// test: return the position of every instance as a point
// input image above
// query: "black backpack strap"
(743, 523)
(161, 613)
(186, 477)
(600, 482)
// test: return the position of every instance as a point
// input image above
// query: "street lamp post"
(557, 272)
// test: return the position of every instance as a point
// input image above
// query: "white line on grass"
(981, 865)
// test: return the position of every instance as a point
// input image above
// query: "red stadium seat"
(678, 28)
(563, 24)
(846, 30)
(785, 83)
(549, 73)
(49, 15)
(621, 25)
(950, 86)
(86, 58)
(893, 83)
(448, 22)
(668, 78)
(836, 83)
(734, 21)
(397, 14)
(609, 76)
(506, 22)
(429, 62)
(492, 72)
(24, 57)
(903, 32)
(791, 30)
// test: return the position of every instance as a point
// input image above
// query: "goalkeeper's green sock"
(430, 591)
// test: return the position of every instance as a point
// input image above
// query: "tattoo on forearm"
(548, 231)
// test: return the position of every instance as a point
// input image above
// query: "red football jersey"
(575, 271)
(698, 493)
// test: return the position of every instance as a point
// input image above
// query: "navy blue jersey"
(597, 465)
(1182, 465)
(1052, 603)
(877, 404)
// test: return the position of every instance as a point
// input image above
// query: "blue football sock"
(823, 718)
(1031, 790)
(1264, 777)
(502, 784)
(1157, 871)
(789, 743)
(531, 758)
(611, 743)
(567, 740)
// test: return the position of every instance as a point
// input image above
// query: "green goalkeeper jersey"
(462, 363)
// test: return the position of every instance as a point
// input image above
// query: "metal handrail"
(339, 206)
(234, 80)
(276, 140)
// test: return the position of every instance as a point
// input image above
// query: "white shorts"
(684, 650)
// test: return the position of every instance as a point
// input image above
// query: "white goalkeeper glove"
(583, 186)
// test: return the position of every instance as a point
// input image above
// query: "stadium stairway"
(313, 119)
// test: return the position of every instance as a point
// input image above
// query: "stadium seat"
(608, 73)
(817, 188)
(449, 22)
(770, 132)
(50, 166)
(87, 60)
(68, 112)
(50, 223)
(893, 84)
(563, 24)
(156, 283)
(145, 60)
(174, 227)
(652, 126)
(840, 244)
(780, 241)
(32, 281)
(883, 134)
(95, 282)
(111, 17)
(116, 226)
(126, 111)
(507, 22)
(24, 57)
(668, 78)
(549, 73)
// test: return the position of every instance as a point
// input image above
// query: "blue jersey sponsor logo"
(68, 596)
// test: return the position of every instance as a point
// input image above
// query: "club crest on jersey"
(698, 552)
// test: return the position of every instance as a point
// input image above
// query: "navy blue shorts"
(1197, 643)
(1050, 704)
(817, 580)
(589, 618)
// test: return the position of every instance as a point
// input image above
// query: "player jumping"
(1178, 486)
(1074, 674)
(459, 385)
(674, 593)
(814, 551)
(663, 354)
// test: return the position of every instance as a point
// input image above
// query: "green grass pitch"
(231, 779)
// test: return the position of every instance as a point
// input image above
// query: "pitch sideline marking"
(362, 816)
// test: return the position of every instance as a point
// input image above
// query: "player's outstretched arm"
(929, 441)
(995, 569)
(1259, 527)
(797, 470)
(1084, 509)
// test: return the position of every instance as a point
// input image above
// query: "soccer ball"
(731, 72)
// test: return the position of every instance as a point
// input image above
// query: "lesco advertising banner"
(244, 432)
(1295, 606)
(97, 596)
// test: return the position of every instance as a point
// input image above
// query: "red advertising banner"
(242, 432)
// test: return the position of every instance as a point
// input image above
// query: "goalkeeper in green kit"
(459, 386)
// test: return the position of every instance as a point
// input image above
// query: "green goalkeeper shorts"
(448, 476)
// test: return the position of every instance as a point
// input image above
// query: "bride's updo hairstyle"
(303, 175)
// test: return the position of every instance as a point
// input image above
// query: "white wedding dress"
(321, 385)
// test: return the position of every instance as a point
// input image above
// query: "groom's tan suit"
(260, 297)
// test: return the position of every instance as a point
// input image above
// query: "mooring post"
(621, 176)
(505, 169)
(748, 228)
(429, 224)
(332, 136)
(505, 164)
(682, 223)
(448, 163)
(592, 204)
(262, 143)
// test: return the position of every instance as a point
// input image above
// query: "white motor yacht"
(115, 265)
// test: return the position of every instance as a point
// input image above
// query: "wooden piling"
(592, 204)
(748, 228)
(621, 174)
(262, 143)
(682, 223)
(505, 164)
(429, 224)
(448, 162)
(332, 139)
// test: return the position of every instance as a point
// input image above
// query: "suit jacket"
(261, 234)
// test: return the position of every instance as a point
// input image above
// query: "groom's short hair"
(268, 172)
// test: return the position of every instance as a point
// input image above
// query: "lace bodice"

#### Task description:
Set down the entries above again, word for word.

#### Exercise solution:
// test: return the position of every instance as a point
// input image above
// query: "black backpack strap"
(743, 523)
(161, 613)
(186, 477)
(600, 482)
// test: return the position of every instance as a point
// input image above
// query: "street lamp post"
(557, 272)
// test: return the position of every instance as a point
// input image above
// query: "white line on grass"
(981, 865)
// test: return the position of every instance as a point
// input image above
// query: "red stadium seat"
(678, 28)
(563, 24)
(846, 30)
(785, 83)
(549, 73)
(49, 15)
(621, 25)
(950, 86)
(86, 58)
(893, 83)
(448, 22)
(668, 78)
(836, 83)
(734, 21)
(397, 14)
(609, 76)
(506, 22)
(429, 62)
(492, 72)
(24, 57)
(903, 32)
(791, 30)
// test: return the position of every instance as a point
// input image above
// query: "goalkeeper's green sock"
(430, 591)
// test: return the position of every instance as a point
// input image above
// query: "tattoo on forearm"
(548, 231)
// test: return the position of every instance as a point
// input image above
// query: "red football jersey"
(575, 271)
(698, 493)
// test: return the position of every instance as a point
// input image above
// query: "navy blue jersey"
(597, 465)
(1182, 465)
(1052, 603)
(877, 404)
// test: return the position of every instance as a point
// input image above
// query: "blue football sock"
(823, 718)
(1031, 790)
(1264, 777)
(502, 784)
(1157, 871)
(789, 743)
(531, 758)
(611, 743)
(567, 740)
// test: return the position of every instance as a point
// input image above
// query: "green goalkeeper jersey"
(462, 363)
// test: return the position of every instance as a point
// input image above
// query: "metal handrail"
(339, 206)
(234, 80)
(276, 140)
// test: return the position of every instance as a point
// input image above
// query: "white shorts"
(684, 650)
// test: return the position of every instance as a point
// input image above
// query: "white goalkeeper glove"
(583, 186)
// test: return the position of every instance as a point
// input image above
// query: "stadium stairway"
(313, 119)
// test: return the position of every instance as a point
// input image above
// query: "stadium seat"
(608, 73)
(817, 188)
(449, 22)
(770, 132)
(50, 166)
(87, 60)
(68, 112)
(50, 223)
(893, 84)
(563, 24)
(156, 283)
(145, 60)
(174, 227)
(652, 126)
(840, 244)
(780, 241)
(32, 281)
(883, 134)
(95, 282)
(111, 17)
(116, 226)
(126, 111)
(507, 22)
(24, 57)
(668, 78)
(549, 73)
// test: return the position of every instance as a point
// input image above
// query: "blue jersey sponsor logo"
(68, 596)
// test: return the position of every instance as a point
// input image above
// query: "club crest on jersey"
(698, 552)
// test: return the position of every instance as a point
// input image above
// query: "navy blue shorts"
(1197, 643)
(1050, 704)
(817, 580)
(589, 618)
// test: return the position of every instance as a point
// input image above
// query: "player jumping"
(1178, 486)
(1074, 674)
(459, 385)
(674, 593)
(814, 551)
(663, 354)
// test: return the position of every instance as a point
// input image above
// query: "green grass pitch"
(231, 779)
// test: return the position of every instance as a point
// input image above
// query: "pitch sideline marking"
(362, 816)
// test: return the position of every instance as a point
// input image above
// query: "player's outstretched arm"
(929, 441)
(995, 569)
(1259, 527)
(797, 470)
(1084, 509)
// test: return the position of every instance as a point
// input image above
// query: "soccer ball"
(731, 72)
// test: return the position of every instance as a point
// input image above
// query: "lesco advertising banner"
(244, 432)
(1295, 606)
(97, 596)
// test: return the position of every instance as a point
// input image above
// query: "red advertising banner"
(242, 432)
// test: return the position of every instance as a point
// input image above
// query: "goalkeeper in green kit"
(459, 386)
// test: return the position of every instance as a point
// input image above
// query: "green goalkeeper shorts"
(448, 476)
// test: return the position of every instance as a point
// input image above
// query: "bride's updo hairstyle"
(303, 175)
// test: return the position of every instance as a point
// input image above
// query: "white wedding dress"
(321, 385)
// test: return the position of every instance as a point
// input image above
// query: "groom's tan suit"
(260, 297)
// test: return the position of every instance as a point
// input image above
// query: "mooring post"
(621, 176)
(505, 169)
(748, 228)
(429, 224)
(332, 136)
(505, 164)
(682, 223)
(448, 163)
(592, 204)
(262, 143)
// test: return the position of every instance as a point
// input image above
// query: "white motor yacht"
(115, 265)
// test: return the position of every instance as a point
// input image above
// query: "wooden piling"
(592, 204)
(748, 228)
(621, 174)
(262, 143)
(682, 223)
(505, 164)
(429, 224)
(448, 162)
(332, 139)
// test: return the position of every instance as a point
// input image above
// query: "suit jacket"
(261, 234)
// test: return the position of every instance as a point
// input image above
// query: "groom's short hair"
(268, 172)
// test: return the position of every instance as a point
// input image above
// query: "lace bodice"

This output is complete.